* Problem 1 *
According to the Dale Earnhardt article, who won the 2021 Daytona 500?
* Problem 2 *
Repeat word for word the stretch of the Dale Earnhardt article from "Dale Earnhardt, who" through "numerous saved lives.".

*** Excerpted text Section Begins ***

Dale Earnhardt, who died in a crash at the 2001 Daytona 500 on Feb. 18, 2001, left a lasting impact on NASCAR as the company has made many safety changes over the last two decades to better protect its drivers. File Photo by Michael Bush/UPI | License Photo
MIAMI, Feb. 18 (UPI) -- NASCAR fans picture Daytona International Speedway when they think about the start of the annual Cup Series, but they also remember legendary driver Dale Earnhardt.
Earnhardt, who died on the fourth turn at the Daytona Beach, Fla., track 20 years ago today, left a lasting mark on motorsports. The fatal crash sparked increased safety standards throughout NASCAR, which likely have numerous saved lives.
Today's competitors still chase the benchmarks Earnhardt set as one of most accomplished drivers in NASCAR history. His name and number are synonymous with enthusiasm for the sport among today's new generation of drivers.
"His spirit echoes in every turn [at Daytona]," Dale Earnhardt Jr. said in an appearance Friday on Fox Sports. "Twenty years gone, and we miss him, but in so many ways, he is still right here."
The 40-car field and respective pit crews continued a 19-year tradition Sunday by holding up Earnhardt's No. 3 with their fingers during the third lap of the 2021 Daytona 500.
Michael McDowell went on to win the "Great American Race" in his 10th appearance at the event. Earnhardt initially scored 10 Top 5 finishes at Daytona and then won the event for the first and only time in his 20th attempt in 1998.

*** Excerpted text Section Ends ***
*** Dataset content Section Begins ***

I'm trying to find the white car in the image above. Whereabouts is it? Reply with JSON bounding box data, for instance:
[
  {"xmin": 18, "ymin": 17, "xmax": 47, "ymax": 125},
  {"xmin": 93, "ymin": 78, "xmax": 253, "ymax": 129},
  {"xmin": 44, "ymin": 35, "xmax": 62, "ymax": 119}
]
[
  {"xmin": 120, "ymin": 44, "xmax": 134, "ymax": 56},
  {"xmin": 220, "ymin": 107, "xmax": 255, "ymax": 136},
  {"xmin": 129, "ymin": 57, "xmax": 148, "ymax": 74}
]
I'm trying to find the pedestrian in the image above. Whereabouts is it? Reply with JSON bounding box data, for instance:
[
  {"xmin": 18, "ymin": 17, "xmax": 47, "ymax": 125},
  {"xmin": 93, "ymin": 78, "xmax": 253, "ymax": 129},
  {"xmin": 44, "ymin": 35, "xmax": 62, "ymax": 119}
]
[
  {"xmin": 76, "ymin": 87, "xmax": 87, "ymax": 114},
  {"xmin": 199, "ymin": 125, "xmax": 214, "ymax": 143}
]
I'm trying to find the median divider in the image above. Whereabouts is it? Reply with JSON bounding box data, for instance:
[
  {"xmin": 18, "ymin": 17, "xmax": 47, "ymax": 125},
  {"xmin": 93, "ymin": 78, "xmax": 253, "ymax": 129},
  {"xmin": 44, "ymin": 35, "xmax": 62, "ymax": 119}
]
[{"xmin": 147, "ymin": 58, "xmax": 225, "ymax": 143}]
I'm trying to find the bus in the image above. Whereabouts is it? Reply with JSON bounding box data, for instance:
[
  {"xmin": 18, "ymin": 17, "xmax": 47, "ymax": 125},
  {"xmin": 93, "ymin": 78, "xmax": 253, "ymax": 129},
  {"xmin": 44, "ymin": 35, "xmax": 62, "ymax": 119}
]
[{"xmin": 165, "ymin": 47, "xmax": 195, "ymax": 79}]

*** Dataset content Section Ends ***

* Output 1 *
Michael McDowell

* Output 2 *
Dale Earnhardt, who died in a crash at the 2001 Daytona 500 on Feb. 18, 2001, left a lasting impact on NASCAR as the company has made many safety changes over the last two decades to better protect its drivers. File Photo by Michael Bush/UPI | License Photo
MIAMI, Feb. 18 (UPI) -- NASCAR fans picture Daytona International Speedway when they think about the start of the annual Cup Series, but they also remember legendary driver Dale Earnhardt.
Earnhardt, who died on the fourth turn at the Daytona Beach, Fla., track 20 years ago today, left a lasting mark on motorsports. The fatal crash sparked increased safety standards throughout NASCAR, which likely have numerous saved lives.